• [Goal of the exercise]:
Each line with the word "below" must appear in the answer, copied from the records.

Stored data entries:
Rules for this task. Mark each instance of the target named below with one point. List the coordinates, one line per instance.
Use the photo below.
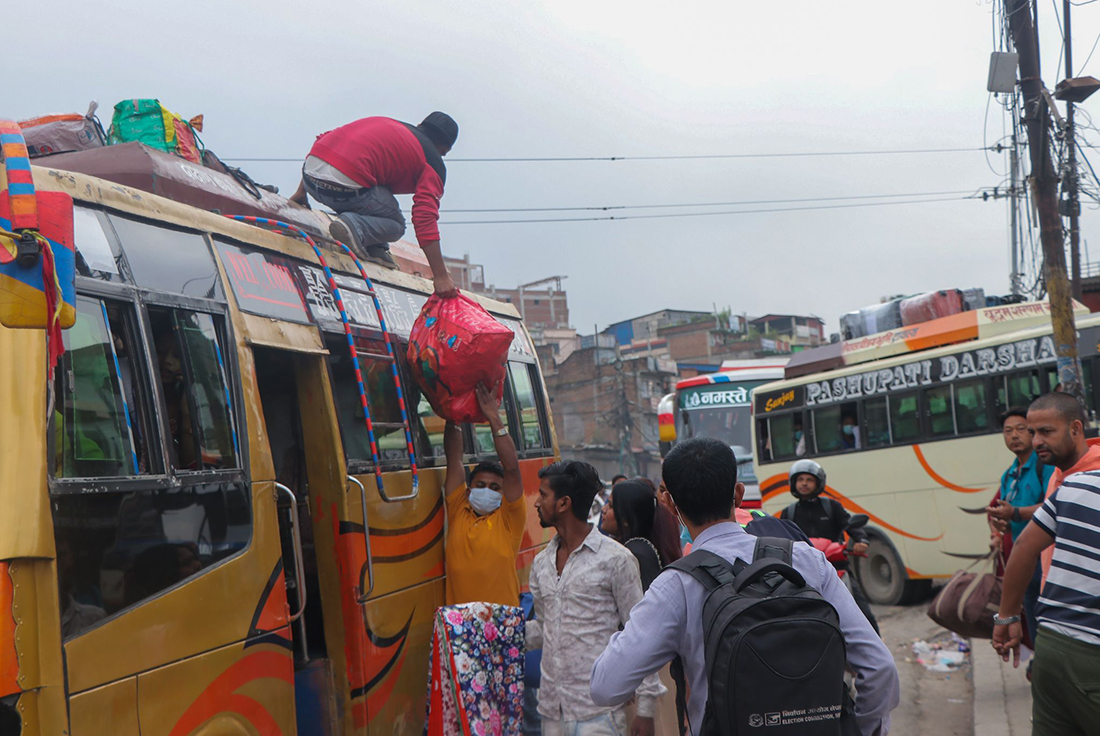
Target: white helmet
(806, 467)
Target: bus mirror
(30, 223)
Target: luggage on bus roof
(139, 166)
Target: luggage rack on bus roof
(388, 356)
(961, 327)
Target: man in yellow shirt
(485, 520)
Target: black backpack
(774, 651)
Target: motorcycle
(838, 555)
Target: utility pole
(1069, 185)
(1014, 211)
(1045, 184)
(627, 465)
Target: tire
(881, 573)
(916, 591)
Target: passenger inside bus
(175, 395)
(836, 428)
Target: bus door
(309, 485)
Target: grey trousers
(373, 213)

• [Task result]:
Rules for this task. Mark each instance of the target named below with one point. List the coordinates, one line per instance.
Use the photo below.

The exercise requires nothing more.